Write out exactly the lines from the one with "of the rippled" through the last line of the data below, but not the pictures.

======== Records supplied ========

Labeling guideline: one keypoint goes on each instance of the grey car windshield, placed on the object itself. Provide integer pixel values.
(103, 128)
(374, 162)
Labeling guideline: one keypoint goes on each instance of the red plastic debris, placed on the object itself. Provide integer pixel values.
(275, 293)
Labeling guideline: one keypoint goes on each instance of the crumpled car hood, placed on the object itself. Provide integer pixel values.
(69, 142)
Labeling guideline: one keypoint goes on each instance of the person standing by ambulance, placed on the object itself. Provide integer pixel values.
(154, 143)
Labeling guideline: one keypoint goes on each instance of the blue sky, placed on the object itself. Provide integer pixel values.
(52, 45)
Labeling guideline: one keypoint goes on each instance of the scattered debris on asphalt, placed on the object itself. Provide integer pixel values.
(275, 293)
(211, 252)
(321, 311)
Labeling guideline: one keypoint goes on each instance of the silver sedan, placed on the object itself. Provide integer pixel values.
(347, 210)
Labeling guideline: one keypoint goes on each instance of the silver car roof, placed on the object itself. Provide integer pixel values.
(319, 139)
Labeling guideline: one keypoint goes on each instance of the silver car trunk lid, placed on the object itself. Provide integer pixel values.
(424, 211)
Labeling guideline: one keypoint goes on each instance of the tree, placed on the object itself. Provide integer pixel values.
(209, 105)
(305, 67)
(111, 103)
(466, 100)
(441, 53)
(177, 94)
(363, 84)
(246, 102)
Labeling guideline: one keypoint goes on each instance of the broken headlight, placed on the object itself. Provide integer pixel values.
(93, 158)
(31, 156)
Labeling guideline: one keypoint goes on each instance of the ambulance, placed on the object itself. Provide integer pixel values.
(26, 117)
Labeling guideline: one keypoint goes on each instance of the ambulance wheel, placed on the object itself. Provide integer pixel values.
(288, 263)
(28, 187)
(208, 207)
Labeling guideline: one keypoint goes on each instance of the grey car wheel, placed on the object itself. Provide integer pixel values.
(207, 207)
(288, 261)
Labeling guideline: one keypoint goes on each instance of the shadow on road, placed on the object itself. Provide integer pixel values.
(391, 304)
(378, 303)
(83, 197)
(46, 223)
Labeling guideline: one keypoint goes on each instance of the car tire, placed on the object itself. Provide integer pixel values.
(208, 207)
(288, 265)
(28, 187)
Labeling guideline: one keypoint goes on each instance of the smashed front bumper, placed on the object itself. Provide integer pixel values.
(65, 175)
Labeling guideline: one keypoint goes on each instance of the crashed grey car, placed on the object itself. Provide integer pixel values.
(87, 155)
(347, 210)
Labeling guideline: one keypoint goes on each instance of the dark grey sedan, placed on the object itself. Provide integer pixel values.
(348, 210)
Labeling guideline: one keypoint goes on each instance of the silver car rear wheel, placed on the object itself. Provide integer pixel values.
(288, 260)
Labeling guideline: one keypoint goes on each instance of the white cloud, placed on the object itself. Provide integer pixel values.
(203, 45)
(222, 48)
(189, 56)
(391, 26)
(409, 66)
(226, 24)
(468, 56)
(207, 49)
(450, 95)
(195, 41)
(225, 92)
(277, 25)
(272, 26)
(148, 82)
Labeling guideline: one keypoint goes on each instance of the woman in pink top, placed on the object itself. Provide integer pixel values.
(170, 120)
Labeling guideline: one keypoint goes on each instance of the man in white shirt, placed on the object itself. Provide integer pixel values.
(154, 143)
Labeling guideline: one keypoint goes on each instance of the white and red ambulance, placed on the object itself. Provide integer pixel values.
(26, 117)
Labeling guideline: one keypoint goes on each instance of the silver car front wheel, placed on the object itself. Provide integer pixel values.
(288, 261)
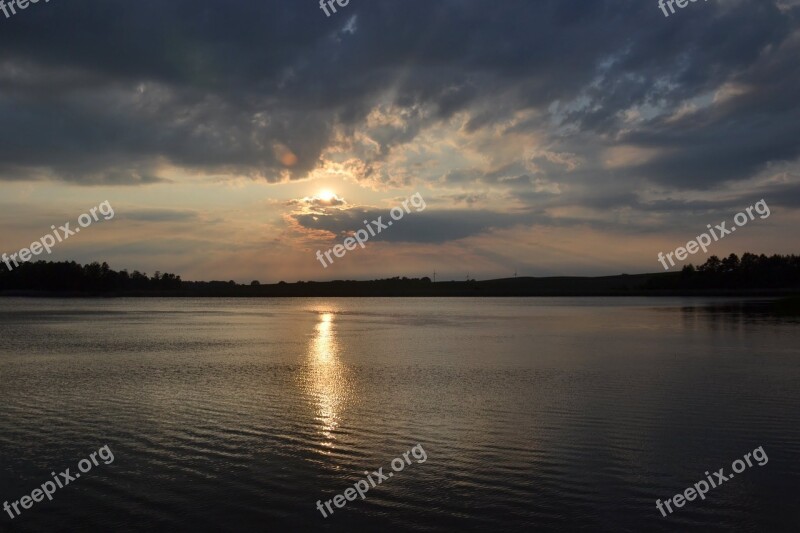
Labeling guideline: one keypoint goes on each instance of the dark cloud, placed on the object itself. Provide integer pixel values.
(107, 93)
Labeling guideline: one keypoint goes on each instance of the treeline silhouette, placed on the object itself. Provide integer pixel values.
(750, 272)
(94, 278)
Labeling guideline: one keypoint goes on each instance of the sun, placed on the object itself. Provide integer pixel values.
(326, 195)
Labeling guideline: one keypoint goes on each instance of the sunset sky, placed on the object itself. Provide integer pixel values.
(234, 138)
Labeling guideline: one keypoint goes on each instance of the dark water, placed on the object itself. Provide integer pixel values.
(534, 414)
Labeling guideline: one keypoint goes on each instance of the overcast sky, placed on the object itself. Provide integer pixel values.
(550, 137)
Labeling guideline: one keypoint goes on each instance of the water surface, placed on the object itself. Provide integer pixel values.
(535, 413)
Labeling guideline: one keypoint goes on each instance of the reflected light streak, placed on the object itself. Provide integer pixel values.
(327, 381)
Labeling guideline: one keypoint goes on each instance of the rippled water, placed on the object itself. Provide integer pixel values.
(535, 414)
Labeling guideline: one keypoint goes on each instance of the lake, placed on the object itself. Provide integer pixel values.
(535, 414)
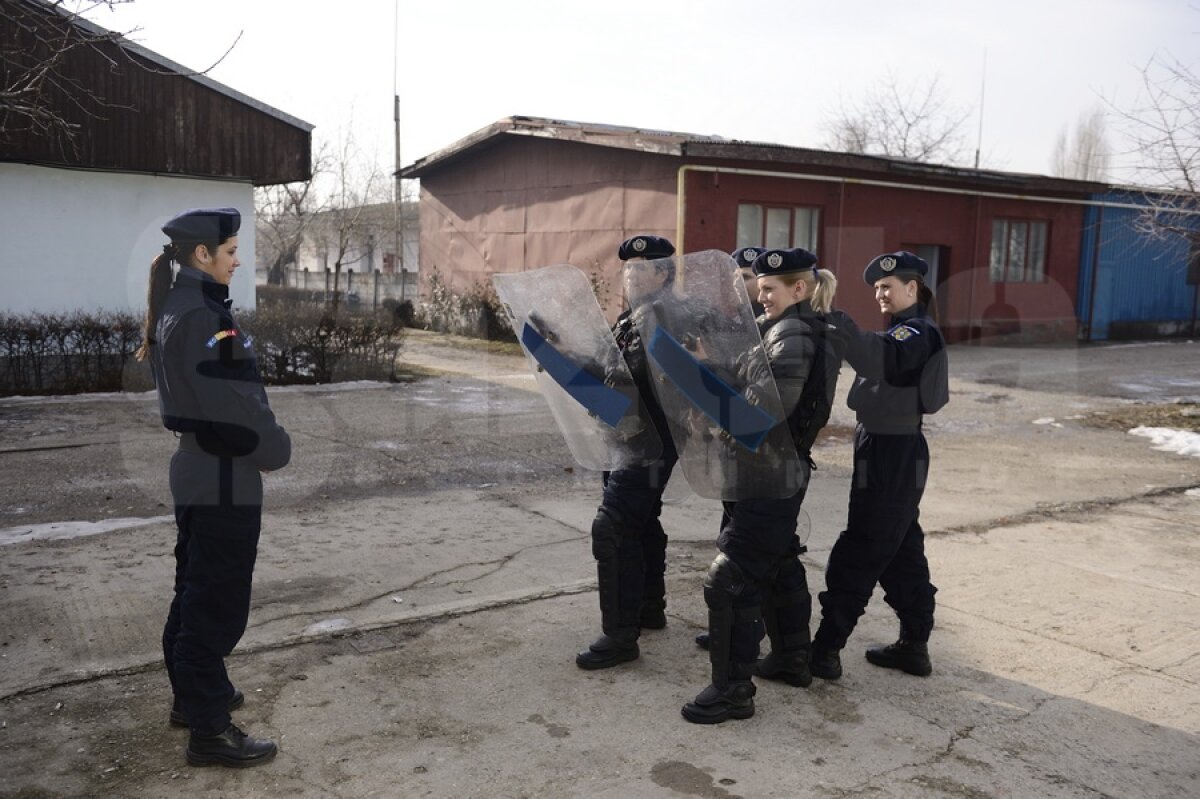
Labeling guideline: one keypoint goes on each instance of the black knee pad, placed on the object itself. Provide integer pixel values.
(725, 580)
(606, 534)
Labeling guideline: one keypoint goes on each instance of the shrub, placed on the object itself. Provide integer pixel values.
(478, 312)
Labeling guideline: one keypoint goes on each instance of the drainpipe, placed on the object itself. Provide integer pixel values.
(681, 206)
(1096, 274)
(975, 272)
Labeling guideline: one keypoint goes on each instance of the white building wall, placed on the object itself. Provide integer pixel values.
(72, 239)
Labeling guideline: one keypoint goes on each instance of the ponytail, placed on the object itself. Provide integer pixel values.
(825, 290)
(156, 293)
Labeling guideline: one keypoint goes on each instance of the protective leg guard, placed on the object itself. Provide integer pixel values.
(618, 644)
(731, 692)
(786, 611)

========

**Solution to the problem**
Labeling guideline: one keypoint goes on each instance of the rippled water, placed on the object itself. Provide integer pixel values.
(535, 414)
Labeling guideline: one keypoint goes on each instance of the lake, placed on the object itself. Provide integer pixel values.
(535, 414)
Labeling guideline: one keypoint goes on each instance of the black knee pad, placed on the object itself. Provide integer pixel values.
(725, 580)
(606, 534)
Labeling guideline: one keypoint goes on each instance of the shrub, placed on the object itself. Provide integer pixel values.
(478, 312)
Labeling guideline: one keypoint goes on each instance of the drainpipe, placed on the object itself. Provide integer pixel values.
(681, 206)
(1096, 274)
(975, 272)
Labeling guideline: one keypoint goes on each instance of the white building wall, placed on the object itself. Provide integer pixel values.
(72, 239)
Labeling guideline: one keypoint goes on each instance of the ponytail, placed on the object itself. Provide integer pixel values.
(825, 290)
(156, 293)
Labeling guideline: one keypoint goes on each instance of the protective leg guard, placed on the object itself. Provide integer pixel values.
(618, 644)
(731, 692)
(786, 611)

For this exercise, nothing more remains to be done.